Case 2294: de witte reus uit Racine
In 1984 staat de Case 2094 in Amsterdam bij Techno-Import op de LandbouwRai. Zijn stalgenoot, de 2294, is feitelijk een 2094 met turbo. Hoewel de importeur ook voor dit type een Nederlandstalige folder uitgaf, zijn deze trekkers hier nooit verkocht.
Met zo’n 140 pk onder de motorkap kwam je in 1985 met een flinke trekker voor de dag. Zwaarder was wel te koop, ook bij Case, maar dat waren overwegend Amerikaanse trekkers. Niet altijd even geschikt voor de Europese markt, en bovendien was er boven de 140 pk maar weinig vraag. Met de Amerikaanse Case-trekkers is wel gedemonstreerd. Elders in Europa zijn ze ook verkocht, maar slechts mondjesmaat.
Lees verder onder de foto
De witte variant van de 94-serie is nauwelijks twee jaar in productie geweest. In het rood, onder de naam Case-IH, zijn de trekkers nog twee à drie jaar gefabriceerd. Afgaand op de serienummers zijn er maximaal zo’n 17.500 stuks gemaakt. Het verschil tussen de rode en de witte Case-trekkers is vooral de kleur; technisch is nauwelijks wat veranderd. Koop je een rode 94-serie, dan bestaat overigens de kans dat het een overgespoten witte trekker is.

* _OPGAVE 1_
Waar stond de Case 2094 in 1984 volgens het artikel over de Case 2294?
* _OPGAVE 2_
Haal uit het artikel over de Case 2294 letterlijk het stuk dat begint bij de woorden "Case 2294: de" en stop na "hier nooit verkocht.".
Deze regels komen uit een andere bron.

* _Afbeeldingsregels bij benoemde gebieden_
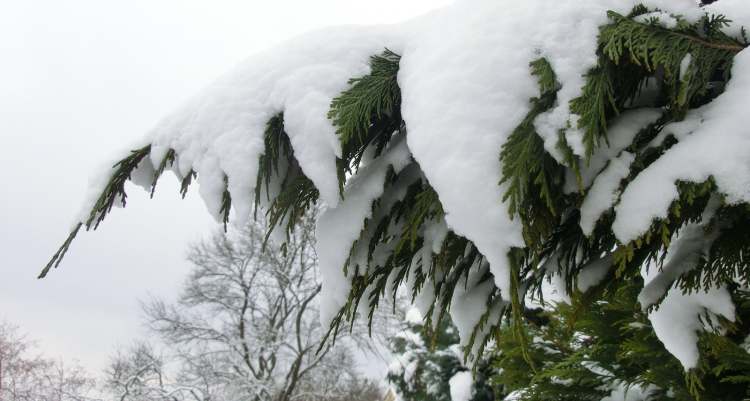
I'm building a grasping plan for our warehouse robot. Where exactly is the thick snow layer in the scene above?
[580,152,635,235]
[315,136,411,325]
[612,51,750,242]
[79,0,750,346]
[448,371,474,401]
[648,287,735,370]
[638,198,719,310]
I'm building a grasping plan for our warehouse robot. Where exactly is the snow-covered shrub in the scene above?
[42,0,750,394]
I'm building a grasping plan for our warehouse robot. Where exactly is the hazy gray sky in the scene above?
[0,0,451,376]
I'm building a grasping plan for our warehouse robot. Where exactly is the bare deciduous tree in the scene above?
[108,216,396,401]
[0,322,95,401]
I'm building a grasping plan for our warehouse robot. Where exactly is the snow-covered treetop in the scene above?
[42,0,750,374]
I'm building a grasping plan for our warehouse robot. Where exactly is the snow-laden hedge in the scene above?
[42,0,750,374]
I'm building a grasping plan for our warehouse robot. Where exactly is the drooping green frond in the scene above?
[255,113,320,238]
[39,145,151,278]
[328,49,403,191]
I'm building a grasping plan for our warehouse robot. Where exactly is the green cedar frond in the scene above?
[39,145,151,278]
[151,149,178,199]
[328,49,403,192]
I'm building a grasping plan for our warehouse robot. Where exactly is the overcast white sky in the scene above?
[0,0,451,371]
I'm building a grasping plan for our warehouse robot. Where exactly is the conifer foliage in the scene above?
[42,0,750,399]
[388,319,502,401]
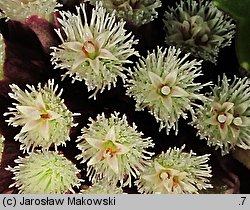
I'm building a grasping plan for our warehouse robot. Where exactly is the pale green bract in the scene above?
[51,3,138,99]
[77,112,154,186]
[7,152,82,194]
[126,47,209,134]
[164,0,235,63]
[4,80,77,150]
[192,75,250,155]
[135,146,212,194]
[81,180,125,194]
[89,0,161,26]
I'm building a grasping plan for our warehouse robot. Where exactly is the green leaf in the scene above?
[213,0,250,20]
[213,0,250,71]
[236,20,250,70]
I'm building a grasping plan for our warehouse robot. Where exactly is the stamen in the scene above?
[161,85,171,96]
[217,114,227,123]
[233,117,242,126]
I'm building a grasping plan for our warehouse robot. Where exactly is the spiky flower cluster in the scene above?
[126,47,207,134]
[77,112,154,186]
[4,80,75,150]
[7,152,81,194]
[81,178,124,194]
[89,0,161,26]
[0,34,5,80]
[0,134,4,165]
[164,0,235,63]
[0,0,59,21]
[135,146,212,194]
[193,75,250,154]
[51,3,137,98]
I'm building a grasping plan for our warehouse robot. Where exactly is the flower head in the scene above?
[77,113,154,186]
[193,75,250,154]
[81,178,124,194]
[127,47,207,134]
[7,152,81,194]
[5,80,75,150]
[89,0,161,26]
[164,0,235,63]
[135,146,212,194]
[0,134,4,165]
[0,34,5,80]
[51,4,137,97]
[0,0,59,21]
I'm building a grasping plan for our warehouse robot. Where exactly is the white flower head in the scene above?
[77,113,154,186]
[0,134,4,165]
[193,75,250,155]
[81,180,125,194]
[51,3,138,98]
[0,34,5,80]
[135,146,212,194]
[164,0,235,63]
[126,47,210,134]
[0,0,60,21]
[4,80,76,150]
[7,151,82,194]
[89,0,161,26]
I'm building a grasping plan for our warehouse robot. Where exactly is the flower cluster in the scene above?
[51,3,138,98]
[7,152,81,194]
[135,146,212,194]
[77,112,154,186]
[81,180,124,194]
[127,47,207,134]
[0,34,5,80]
[0,134,4,165]
[0,0,59,21]
[89,0,161,26]
[193,75,250,154]
[164,0,235,63]
[4,80,75,150]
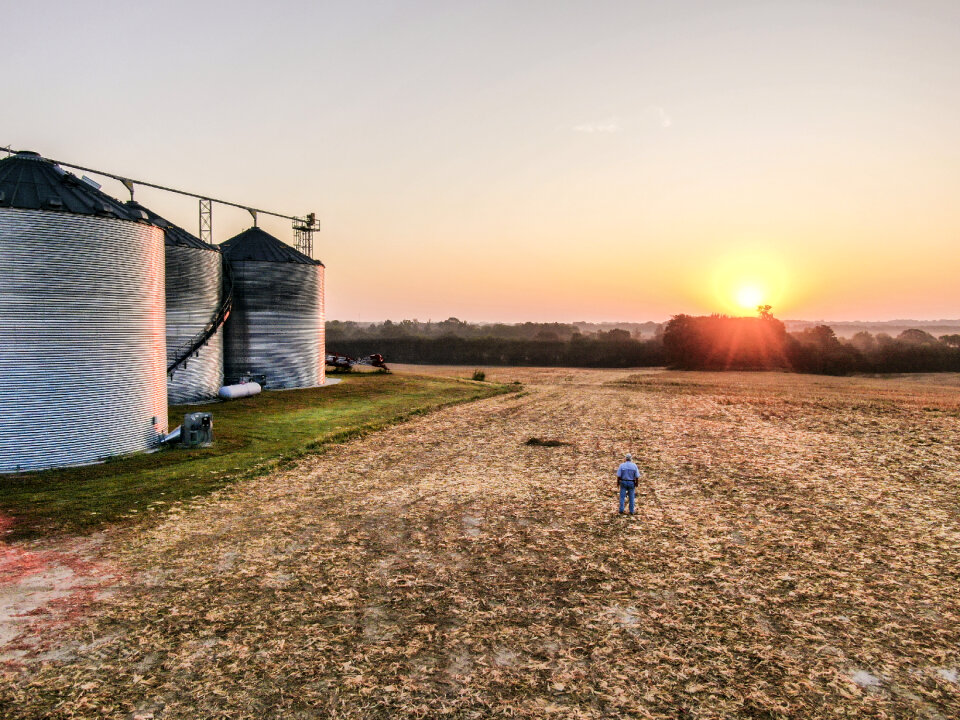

* _VOLLEDIG ANTWOORD 1_
In Amsterdam bij Techno-Import op de LandbouwRai.

* _VOLLEDIG ANTWOORD 2_
Case 2294: de witte reus uit Racine
In 1984 staat de Case 2094 in Amsterdam bij Techno-Import op de LandbouwRai. Zijn stalgenoot, de 2294, is feitelijk een 2094 met turbo. Hoewel de importeur ook voor dit type een Nederlandstalige folder uitgaf, zijn deze trekkers hier nooit verkocht.